[start of The records]
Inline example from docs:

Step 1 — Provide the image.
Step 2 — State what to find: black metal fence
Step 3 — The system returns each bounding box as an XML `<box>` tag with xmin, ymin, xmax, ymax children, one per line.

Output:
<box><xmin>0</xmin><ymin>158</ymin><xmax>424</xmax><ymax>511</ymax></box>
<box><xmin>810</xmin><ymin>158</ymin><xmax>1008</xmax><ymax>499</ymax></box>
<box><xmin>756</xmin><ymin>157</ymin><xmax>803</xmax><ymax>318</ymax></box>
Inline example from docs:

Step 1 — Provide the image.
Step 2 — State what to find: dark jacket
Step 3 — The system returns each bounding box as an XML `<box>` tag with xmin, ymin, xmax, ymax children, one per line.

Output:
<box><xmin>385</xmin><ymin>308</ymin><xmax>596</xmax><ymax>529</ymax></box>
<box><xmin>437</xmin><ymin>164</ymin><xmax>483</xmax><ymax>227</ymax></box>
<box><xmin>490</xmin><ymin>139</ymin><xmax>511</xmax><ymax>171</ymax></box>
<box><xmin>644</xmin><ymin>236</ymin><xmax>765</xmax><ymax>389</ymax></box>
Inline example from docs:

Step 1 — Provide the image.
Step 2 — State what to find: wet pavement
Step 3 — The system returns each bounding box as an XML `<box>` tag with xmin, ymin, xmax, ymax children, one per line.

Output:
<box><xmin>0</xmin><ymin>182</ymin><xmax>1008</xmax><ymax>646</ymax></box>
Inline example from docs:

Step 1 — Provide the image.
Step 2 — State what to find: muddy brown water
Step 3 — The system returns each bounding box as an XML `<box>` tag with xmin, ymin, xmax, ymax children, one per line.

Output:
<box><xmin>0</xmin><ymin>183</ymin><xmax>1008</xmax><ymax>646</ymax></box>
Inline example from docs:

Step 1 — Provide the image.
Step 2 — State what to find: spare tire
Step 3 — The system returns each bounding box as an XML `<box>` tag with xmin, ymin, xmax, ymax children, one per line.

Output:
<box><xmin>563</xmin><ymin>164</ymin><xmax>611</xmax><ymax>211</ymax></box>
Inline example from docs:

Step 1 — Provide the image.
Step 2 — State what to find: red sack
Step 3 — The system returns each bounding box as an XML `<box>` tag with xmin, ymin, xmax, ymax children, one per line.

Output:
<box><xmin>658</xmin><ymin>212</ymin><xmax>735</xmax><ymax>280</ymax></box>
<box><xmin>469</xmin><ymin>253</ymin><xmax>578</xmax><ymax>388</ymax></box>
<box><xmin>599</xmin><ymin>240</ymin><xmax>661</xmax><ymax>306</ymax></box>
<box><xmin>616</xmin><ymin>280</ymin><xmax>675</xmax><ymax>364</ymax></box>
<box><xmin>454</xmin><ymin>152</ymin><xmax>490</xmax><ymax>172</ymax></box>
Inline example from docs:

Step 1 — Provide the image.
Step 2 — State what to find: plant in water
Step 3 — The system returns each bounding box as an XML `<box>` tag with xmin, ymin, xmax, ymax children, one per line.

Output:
[end of The records]
[start of The records]
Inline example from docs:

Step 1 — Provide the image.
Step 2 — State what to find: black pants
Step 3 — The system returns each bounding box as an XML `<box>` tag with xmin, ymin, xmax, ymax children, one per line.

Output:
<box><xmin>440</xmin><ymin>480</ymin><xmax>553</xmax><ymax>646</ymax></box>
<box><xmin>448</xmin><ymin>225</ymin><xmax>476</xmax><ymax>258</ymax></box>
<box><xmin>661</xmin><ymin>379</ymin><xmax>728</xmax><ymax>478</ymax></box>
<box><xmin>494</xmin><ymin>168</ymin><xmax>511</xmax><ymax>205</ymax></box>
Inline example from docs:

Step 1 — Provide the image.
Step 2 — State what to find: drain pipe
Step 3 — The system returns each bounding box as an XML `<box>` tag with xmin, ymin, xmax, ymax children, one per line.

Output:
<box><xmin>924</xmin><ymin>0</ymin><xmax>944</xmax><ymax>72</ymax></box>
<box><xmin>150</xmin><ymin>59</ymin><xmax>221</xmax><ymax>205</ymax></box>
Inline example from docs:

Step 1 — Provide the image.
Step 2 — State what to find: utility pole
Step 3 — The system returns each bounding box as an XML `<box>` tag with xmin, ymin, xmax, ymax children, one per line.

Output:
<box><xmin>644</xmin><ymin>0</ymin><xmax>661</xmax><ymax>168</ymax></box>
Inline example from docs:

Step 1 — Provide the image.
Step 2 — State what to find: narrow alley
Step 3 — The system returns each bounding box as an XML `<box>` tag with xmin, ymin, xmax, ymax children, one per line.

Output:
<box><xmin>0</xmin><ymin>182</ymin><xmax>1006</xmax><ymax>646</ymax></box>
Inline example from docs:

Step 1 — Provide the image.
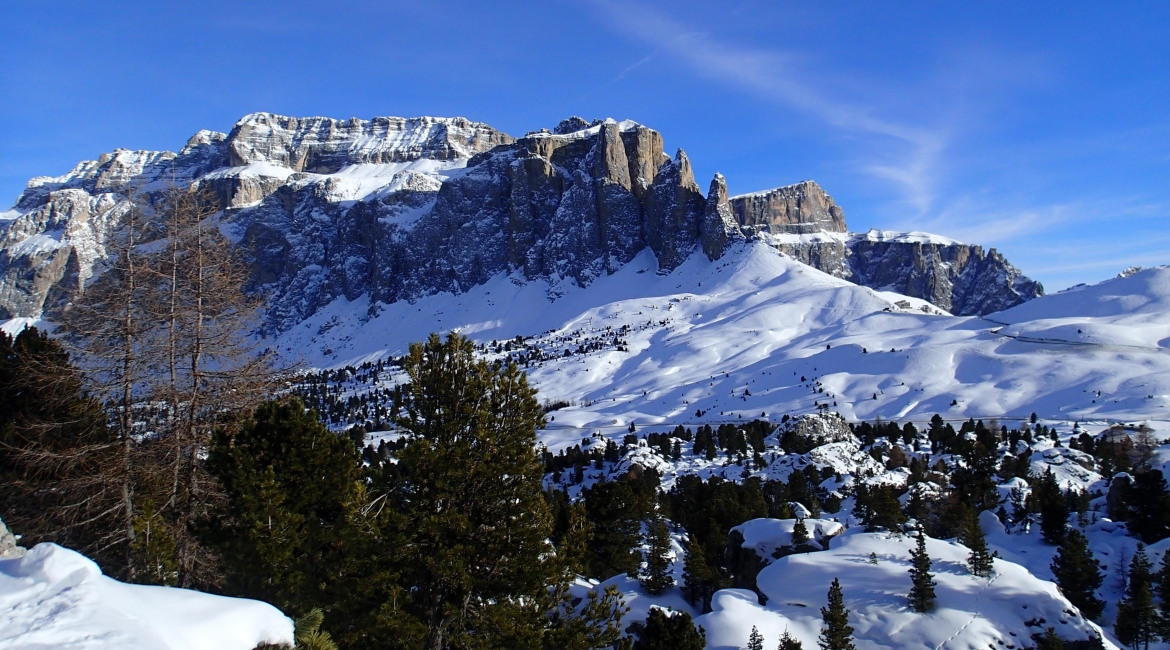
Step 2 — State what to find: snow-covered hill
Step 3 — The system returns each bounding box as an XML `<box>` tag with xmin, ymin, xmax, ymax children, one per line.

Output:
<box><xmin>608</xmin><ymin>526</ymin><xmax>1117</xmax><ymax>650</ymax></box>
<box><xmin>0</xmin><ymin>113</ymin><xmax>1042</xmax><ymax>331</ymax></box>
[end of The records]
[start of The records]
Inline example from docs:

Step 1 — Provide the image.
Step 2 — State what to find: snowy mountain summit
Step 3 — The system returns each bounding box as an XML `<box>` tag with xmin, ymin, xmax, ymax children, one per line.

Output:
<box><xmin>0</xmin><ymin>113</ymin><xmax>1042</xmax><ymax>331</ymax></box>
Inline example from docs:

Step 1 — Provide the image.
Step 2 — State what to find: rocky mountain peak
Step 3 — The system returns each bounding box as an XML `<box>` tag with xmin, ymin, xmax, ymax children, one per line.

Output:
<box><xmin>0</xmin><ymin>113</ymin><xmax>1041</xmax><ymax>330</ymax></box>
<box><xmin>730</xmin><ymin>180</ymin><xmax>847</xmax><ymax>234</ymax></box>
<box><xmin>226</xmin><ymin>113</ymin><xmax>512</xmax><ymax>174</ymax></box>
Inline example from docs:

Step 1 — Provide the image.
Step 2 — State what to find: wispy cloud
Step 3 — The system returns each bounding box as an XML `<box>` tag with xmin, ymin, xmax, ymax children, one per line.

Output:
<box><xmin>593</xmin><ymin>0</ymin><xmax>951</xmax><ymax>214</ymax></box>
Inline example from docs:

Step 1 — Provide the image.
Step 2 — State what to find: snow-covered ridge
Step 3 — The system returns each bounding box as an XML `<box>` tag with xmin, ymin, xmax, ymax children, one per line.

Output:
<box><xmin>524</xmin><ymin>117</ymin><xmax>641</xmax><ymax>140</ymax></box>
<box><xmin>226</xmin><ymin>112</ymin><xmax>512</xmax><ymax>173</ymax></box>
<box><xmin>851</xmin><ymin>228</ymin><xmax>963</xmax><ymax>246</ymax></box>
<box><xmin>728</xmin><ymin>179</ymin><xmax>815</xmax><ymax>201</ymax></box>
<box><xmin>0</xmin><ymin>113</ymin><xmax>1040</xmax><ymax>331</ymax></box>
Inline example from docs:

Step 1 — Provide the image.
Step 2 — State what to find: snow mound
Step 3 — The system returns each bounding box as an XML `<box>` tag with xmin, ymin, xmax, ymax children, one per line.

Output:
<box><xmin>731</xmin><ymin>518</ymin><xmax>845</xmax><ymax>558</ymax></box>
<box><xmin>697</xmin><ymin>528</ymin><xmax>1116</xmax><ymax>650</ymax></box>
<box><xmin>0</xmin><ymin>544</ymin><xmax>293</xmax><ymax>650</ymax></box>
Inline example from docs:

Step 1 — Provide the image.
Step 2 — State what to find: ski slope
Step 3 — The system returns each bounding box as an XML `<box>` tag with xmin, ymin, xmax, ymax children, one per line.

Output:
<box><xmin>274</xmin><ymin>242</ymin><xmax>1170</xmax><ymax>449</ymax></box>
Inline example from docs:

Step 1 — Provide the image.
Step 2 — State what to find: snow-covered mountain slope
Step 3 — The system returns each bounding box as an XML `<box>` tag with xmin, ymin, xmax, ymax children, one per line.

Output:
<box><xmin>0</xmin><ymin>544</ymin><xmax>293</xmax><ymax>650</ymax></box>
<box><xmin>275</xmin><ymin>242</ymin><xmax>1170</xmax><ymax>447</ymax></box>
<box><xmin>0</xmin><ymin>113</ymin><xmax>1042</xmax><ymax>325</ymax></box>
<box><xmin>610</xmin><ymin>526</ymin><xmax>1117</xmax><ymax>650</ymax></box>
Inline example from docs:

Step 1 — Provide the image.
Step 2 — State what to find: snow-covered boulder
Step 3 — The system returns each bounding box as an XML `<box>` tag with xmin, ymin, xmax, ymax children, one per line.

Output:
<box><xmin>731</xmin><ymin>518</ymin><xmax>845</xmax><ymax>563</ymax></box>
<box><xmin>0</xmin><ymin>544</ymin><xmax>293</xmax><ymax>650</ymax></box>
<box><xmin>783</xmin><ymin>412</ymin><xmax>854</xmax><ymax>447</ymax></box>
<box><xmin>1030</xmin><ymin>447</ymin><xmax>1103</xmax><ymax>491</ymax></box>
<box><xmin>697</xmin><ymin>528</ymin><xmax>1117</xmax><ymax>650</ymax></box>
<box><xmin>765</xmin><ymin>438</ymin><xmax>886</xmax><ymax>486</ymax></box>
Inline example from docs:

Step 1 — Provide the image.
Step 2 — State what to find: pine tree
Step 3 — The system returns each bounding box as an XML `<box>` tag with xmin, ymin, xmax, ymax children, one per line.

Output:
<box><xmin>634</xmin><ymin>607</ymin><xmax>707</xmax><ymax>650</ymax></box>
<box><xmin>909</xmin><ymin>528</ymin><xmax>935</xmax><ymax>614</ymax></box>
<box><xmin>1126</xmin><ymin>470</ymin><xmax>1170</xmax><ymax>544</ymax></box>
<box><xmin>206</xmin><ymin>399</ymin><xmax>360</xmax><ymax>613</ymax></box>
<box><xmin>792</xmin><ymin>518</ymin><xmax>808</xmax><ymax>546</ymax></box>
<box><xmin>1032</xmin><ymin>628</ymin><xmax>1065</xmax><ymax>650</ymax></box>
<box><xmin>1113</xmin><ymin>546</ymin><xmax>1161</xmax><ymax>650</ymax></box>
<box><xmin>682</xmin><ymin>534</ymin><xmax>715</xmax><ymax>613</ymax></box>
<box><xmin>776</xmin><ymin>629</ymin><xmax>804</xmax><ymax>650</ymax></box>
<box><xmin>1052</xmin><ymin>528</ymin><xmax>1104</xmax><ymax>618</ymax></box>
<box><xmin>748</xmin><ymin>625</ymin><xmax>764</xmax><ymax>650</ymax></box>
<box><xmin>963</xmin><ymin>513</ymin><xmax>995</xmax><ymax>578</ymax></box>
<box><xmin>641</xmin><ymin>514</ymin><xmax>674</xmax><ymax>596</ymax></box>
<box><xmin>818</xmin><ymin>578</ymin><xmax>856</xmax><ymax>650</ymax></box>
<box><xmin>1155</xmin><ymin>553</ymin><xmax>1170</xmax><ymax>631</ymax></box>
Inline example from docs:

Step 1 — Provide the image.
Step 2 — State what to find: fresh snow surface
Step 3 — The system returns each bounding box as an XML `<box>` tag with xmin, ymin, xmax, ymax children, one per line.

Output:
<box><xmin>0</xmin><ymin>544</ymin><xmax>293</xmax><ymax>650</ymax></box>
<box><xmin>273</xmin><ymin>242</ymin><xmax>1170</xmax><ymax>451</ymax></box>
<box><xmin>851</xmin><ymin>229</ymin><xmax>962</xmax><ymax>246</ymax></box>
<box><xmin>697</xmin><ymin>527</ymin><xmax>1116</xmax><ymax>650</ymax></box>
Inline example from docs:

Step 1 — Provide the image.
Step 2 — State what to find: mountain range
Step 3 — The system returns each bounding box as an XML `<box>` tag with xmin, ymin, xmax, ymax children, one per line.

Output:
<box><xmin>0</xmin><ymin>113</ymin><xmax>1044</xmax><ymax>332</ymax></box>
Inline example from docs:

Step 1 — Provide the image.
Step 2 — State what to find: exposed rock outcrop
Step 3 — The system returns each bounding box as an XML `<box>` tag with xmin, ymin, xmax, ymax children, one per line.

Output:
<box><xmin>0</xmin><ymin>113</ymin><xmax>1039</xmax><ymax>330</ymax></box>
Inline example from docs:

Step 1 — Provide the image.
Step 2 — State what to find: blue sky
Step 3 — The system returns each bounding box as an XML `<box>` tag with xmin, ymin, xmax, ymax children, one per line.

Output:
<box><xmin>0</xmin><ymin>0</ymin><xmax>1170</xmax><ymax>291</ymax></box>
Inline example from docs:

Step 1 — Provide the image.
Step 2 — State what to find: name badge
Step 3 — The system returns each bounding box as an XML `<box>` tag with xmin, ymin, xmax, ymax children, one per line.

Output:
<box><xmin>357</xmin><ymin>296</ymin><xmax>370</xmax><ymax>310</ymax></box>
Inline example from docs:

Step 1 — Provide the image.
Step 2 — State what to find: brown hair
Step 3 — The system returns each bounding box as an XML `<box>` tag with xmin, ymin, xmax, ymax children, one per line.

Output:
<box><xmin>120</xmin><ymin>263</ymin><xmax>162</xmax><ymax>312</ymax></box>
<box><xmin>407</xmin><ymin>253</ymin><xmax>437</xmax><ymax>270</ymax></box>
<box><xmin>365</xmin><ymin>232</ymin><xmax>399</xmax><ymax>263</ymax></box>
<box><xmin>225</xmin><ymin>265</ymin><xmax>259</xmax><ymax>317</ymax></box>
[end of The records]
Task to carry out:
Extract every line in the records above that contains the word "water", copying each line in full. Case counts.

Response for this exercise:
Step 2 — State what to find: muddy brown water
Step 2 — State what to find: plant in water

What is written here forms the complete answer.